Point labeling dataset excerpts:
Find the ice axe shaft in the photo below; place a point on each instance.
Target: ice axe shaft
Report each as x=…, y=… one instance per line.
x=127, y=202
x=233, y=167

- INSTRUCTIONS FOR THE TASK: Print all the records above word for word, changing nothing.

- THE SOLUTION:
Find the ice axe shaft in the photo below; place a point on each instance.
Target: ice axe shaft
Report each as x=…, y=… one instance per line.
x=127, y=202
x=233, y=167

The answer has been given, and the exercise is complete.